EXCERPTED DATA ::
—————

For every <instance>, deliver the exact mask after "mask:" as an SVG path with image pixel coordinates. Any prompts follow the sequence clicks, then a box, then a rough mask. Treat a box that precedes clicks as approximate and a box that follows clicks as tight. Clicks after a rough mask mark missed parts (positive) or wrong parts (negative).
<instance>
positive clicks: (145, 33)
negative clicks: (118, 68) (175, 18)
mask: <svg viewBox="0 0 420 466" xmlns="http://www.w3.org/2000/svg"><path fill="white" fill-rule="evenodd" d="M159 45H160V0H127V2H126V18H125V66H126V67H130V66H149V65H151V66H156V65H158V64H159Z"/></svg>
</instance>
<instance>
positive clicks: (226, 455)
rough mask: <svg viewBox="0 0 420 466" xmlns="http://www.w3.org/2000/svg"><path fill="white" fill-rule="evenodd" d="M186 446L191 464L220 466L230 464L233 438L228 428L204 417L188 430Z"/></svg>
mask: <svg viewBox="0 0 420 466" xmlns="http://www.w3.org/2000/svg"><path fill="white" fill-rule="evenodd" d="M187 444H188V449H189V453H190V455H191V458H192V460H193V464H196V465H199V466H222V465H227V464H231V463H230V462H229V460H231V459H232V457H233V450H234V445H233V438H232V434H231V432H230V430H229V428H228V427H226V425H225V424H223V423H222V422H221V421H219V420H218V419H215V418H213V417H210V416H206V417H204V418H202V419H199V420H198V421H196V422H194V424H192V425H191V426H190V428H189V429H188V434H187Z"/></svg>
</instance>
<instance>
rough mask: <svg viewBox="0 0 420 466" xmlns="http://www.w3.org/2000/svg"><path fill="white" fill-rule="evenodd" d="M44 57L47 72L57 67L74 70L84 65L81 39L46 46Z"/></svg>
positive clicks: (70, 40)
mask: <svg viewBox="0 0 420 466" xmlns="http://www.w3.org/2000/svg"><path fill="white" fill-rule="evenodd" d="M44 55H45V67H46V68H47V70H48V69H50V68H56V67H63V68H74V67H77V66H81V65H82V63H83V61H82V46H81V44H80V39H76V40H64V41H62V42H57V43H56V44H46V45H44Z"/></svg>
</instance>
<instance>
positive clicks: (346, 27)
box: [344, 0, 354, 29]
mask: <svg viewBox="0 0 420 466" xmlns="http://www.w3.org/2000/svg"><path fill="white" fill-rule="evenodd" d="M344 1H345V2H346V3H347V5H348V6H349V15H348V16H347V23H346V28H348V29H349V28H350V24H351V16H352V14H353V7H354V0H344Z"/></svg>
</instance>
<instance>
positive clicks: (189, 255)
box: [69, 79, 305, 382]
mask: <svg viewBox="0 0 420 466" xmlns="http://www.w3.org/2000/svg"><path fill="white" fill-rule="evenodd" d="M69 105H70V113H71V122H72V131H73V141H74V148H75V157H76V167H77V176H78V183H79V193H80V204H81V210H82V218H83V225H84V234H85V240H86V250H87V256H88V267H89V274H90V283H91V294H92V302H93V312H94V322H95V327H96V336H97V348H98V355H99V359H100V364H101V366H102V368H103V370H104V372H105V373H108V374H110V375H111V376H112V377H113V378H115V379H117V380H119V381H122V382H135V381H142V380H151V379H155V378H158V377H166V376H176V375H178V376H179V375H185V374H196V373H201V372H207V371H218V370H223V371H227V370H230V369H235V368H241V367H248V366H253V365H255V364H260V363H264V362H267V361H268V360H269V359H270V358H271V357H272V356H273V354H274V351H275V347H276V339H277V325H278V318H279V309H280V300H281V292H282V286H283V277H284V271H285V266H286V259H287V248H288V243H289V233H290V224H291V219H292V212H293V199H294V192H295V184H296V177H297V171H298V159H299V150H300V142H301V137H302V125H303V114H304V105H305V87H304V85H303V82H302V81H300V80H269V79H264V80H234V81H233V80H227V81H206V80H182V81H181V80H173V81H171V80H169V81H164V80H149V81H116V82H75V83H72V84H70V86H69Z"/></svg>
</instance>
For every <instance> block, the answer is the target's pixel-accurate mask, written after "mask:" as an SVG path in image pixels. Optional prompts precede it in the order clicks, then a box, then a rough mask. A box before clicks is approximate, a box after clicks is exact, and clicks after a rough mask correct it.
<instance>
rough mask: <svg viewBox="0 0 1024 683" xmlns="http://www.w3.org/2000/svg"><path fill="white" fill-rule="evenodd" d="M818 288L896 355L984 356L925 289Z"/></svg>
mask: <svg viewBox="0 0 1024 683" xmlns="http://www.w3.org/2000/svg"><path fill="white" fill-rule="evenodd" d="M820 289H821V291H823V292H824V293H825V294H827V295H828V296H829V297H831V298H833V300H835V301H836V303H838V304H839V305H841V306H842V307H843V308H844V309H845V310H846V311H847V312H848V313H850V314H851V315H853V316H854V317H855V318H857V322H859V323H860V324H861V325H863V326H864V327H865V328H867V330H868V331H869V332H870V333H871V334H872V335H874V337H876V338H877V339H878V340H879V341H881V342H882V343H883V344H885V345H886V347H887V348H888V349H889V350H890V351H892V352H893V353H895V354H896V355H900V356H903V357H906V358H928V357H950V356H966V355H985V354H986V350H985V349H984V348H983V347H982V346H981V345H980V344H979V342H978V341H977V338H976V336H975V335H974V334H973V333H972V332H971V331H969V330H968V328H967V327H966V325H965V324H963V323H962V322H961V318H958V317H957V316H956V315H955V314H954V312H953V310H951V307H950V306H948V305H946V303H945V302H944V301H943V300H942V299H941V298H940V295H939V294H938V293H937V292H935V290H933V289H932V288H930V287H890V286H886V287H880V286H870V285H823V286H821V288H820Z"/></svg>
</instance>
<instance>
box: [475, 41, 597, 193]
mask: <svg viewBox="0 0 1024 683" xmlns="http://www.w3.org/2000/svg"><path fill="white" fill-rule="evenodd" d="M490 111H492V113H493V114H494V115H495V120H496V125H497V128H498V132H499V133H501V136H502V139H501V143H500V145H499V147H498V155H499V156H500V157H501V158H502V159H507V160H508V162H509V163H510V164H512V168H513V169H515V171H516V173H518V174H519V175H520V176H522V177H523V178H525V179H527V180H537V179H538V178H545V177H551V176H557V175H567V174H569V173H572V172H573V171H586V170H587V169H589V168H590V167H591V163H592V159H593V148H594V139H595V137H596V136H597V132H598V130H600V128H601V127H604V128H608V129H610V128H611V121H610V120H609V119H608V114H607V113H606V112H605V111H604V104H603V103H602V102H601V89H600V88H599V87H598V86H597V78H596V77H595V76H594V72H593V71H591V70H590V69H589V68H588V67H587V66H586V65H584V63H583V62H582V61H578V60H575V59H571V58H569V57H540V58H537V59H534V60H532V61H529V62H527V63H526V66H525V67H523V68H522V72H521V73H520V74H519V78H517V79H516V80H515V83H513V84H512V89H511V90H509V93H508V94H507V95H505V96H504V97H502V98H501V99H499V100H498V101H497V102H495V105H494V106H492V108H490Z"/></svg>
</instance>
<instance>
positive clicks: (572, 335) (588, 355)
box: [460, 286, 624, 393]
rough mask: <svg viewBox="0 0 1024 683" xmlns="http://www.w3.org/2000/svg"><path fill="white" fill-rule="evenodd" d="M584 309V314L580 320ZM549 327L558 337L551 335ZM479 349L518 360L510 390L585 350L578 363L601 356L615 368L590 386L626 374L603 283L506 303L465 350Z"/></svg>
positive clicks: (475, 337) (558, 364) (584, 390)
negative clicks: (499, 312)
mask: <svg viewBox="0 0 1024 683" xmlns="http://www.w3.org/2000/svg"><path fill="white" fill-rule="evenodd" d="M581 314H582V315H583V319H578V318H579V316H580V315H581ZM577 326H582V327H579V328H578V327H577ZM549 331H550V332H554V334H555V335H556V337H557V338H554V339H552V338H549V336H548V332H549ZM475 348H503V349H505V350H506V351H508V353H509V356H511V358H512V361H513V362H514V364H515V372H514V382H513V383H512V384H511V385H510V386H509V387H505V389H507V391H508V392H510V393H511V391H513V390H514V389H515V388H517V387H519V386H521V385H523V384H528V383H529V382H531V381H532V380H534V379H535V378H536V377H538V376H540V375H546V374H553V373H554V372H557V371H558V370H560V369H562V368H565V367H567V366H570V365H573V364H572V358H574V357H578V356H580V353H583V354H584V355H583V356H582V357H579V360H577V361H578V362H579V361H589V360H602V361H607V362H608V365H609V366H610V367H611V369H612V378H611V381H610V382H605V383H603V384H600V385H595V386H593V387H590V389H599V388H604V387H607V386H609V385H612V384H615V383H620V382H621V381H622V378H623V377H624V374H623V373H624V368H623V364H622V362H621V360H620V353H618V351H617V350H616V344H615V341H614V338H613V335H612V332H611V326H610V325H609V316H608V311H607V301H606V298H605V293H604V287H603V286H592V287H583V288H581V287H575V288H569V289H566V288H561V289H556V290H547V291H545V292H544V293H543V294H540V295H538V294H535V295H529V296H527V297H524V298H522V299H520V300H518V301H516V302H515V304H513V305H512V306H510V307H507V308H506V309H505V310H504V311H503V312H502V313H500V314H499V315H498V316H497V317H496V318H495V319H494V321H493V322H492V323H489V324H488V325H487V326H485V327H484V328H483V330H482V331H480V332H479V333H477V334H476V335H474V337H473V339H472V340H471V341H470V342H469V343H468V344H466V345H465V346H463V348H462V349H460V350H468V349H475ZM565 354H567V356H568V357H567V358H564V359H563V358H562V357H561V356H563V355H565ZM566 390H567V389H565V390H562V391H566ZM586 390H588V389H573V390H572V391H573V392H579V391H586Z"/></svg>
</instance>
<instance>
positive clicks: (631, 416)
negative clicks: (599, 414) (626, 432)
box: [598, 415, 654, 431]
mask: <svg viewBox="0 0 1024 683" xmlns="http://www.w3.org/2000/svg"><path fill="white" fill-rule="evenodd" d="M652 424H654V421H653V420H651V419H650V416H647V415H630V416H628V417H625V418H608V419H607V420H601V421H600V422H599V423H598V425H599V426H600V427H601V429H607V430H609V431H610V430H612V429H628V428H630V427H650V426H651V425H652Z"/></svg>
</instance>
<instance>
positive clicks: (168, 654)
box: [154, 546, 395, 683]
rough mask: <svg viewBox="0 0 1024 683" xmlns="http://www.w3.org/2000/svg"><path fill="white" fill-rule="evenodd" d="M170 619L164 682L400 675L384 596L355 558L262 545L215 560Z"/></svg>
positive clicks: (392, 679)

—————

TO DO ::
Write out every line, unchanged, from the one containing "positive clicks: (168, 654)" through the closing line of the data.

WORKED SOLUTION ::
positive clicks: (168, 654)
box: [154, 546, 395, 683]
rough mask: <svg viewBox="0 0 1024 683" xmlns="http://www.w3.org/2000/svg"><path fill="white" fill-rule="evenodd" d="M170 619L164 682L400 675L384 596L355 558L262 545L215 560Z"/></svg>
positive clicks: (392, 679)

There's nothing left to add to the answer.